------ Dataset records
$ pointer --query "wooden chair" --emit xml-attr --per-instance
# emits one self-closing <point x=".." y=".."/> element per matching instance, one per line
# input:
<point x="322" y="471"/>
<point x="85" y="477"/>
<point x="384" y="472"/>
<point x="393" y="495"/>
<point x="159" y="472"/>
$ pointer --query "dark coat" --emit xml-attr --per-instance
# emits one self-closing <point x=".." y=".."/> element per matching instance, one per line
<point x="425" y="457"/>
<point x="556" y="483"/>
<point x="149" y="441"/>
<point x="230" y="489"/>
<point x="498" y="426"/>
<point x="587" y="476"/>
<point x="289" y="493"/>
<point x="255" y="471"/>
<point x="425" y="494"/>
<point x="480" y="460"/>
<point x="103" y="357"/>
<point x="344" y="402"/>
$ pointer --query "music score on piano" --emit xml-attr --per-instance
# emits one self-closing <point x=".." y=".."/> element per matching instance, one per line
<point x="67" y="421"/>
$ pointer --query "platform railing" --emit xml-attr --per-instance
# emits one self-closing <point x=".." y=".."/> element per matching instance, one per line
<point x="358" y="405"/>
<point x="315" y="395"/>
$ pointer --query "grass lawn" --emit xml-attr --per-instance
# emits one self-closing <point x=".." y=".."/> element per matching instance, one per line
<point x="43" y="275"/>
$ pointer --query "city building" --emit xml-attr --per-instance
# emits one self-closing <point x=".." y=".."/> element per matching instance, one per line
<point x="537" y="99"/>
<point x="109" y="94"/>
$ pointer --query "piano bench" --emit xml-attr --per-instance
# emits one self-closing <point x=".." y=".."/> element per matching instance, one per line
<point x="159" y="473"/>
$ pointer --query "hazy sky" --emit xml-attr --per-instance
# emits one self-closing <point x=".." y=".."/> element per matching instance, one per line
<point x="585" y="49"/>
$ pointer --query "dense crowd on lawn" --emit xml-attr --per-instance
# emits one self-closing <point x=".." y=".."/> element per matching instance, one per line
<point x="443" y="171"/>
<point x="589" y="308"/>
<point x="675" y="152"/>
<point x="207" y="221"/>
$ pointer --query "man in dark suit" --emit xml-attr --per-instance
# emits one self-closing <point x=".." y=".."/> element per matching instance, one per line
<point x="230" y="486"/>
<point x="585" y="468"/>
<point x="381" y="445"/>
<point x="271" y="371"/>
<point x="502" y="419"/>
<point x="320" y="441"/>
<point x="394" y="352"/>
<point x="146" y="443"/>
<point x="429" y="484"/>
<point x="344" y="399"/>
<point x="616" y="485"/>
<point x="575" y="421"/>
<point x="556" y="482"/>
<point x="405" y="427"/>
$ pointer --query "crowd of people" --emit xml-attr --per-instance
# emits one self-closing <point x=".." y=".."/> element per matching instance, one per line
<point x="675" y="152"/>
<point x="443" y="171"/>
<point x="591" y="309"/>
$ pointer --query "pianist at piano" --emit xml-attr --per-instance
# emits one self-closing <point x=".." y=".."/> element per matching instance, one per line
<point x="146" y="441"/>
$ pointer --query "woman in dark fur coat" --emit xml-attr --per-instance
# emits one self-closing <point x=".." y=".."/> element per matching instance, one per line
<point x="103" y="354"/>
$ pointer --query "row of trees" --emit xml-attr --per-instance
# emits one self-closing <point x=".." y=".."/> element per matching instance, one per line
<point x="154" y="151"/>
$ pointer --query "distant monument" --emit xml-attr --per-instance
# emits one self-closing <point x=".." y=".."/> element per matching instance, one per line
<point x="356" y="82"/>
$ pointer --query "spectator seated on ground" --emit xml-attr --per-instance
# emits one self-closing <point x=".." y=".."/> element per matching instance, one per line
------------
**Problem to solve**
Render all of the material above as a Markdown table with an Index column holding a running number and an Entry column holding each line in order, with blank lines left out.

**Final answer**
| Index | Entry |
|---|---|
| 1 | $ pointer --query "wooden chair" --emit xml-attr --per-instance |
| 2 | # emits one self-closing <point x=".." y=".."/> element per matching instance, one per line |
| 3 | # input: |
| 4 | <point x="322" y="471"/> |
| 5 | <point x="85" y="477"/> |
| 6 | <point x="384" y="472"/> |
| 7 | <point x="393" y="495"/> |
| 8 | <point x="159" y="472"/> |
| 9 | $ pointer --query "dark coat" --emit xml-attr --per-instance |
| 10 | # emits one self-closing <point x=".." y=".."/> element per matching instance, one per line |
| 11 | <point x="425" y="457"/> |
| 12 | <point x="556" y="483"/> |
| 13 | <point x="149" y="441"/> |
| 14 | <point x="230" y="489"/> |
| 15 | <point x="498" y="426"/> |
| 16 | <point x="587" y="476"/> |
| 17 | <point x="289" y="493"/> |
| 18 | <point x="255" y="471"/> |
| 19 | <point x="425" y="494"/> |
| 20 | <point x="480" y="460"/> |
| 21 | <point x="103" y="357"/> |
| 22 | <point x="344" y="402"/> |
| 23 | $ pointer --query "music score on piano" --emit xml-attr --per-instance |
| 24 | # emits one self-closing <point x=".." y=".."/> element per matching instance, one per line |
| 25 | <point x="67" y="421"/> |
| 26 | $ pointer --query "platform railing" --emit xml-attr --per-instance |
| 27 | # emits one self-closing <point x=".." y=".."/> element per matching instance, one per line |
| 28 | <point x="358" y="405"/> |
| 29 | <point x="315" y="395"/> |
| 30 | $ pointer --query "grass lawn" --emit xml-attr --per-instance |
| 31 | # emits one self-closing <point x=".." y=".."/> element per matching instance, one per line |
| 32 | <point x="43" y="275"/> |
| 33 | $ pointer --query "city building" --emit xml-attr --per-instance |
| 34 | # emits one self-closing <point x=".." y=".."/> element per matching instance, one per line |
| 35 | <point x="537" y="99"/> |
| 36 | <point x="109" y="94"/> |
| 37 | $ pointer --query "piano bench" --emit xml-attr --per-instance |
| 38 | # emits one self-closing <point x=".." y=".."/> element per matching instance, one per line |
| 39 | <point x="159" y="473"/> |
| 40 | $ pointer --query "hazy sky" --emit xml-attr --per-instance |
| 41 | # emits one self-closing <point x=".." y=".."/> element per matching instance, one per line |
| 42 | <point x="585" y="49"/> |
| 43 | $ pointer --query "dense crowd on lawn" --emit xml-attr --per-instance |
| 44 | # emits one self-closing <point x=".." y=".."/> element per matching instance, one per line |
| 45 | <point x="443" y="171"/> |
| 46 | <point x="589" y="308"/> |
| 47 | <point x="675" y="152"/> |
| 48 | <point x="207" y="221"/> |
| 49 | $ pointer --query "man in dark suit" --emit xml-attr --per-instance |
| 50 | # emits one self-closing <point x=".." y=".."/> element per matching instance, one per line |
| 51 | <point x="230" y="486"/> |
| 52 | <point x="585" y="468"/> |
| 53 | <point x="381" y="445"/> |
| 54 | <point x="271" y="371"/> |
| 55 | <point x="502" y="419"/> |
| 56 | <point x="320" y="441"/> |
| 57 | <point x="394" y="352"/> |
| 58 | <point x="146" y="443"/> |
| 59 | <point x="429" y="484"/> |
| 60 | <point x="344" y="399"/> |
| 61 | <point x="616" y="485"/> |
| 62 | <point x="575" y="421"/> |
| 63 | <point x="556" y="482"/> |
| 64 | <point x="405" y="427"/> |
| 65 | $ pointer --query "crowd of people" --emit xml-attr --per-instance |
| 66 | # emits one self-closing <point x=".." y=".."/> element per matching instance, one per line |
| 67 | <point x="675" y="152"/> |
| 68 | <point x="443" y="171"/> |
| 69 | <point x="591" y="309"/> |
| 70 | $ pointer --query "pianist at piano" --emit xml-attr --per-instance |
| 71 | # emits one self-closing <point x=".." y=".."/> element per matching instance, one per line |
| 72 | <point x="146" y="441"/> |
| 73 | $ pointer --query "woman in dark fur coat" --emit xml-attr --per-instance |
| 74 | # emits one self-closing <point x=".." y=".."/> element per matching instance, one per line |
| 75 | <point x="103" y="354"/> |
| 76 | $ pointer --query "row of trees" --emit xml-attr --per-instance |
| 77 | # emits one self-closing <point x=".." y=".."/> element per matching instance, one per line |
| 78 | <point x="154" y="151"/> |
| 79 | $ pointer --query "distant monument" --emit xml-attr --per-instance |
| 80 | # emits one self-closing <point x=".." y=".."/> element per matching instance, one per line |
| 81 | <point x="356" y="82"/> |
| 82 | $ pointer --query "spectator seated on ground" --emit xml-attr --per-instance |
| 83 | # emits one self-closing <point x=".." y=".."/> element per matching instance, one per line |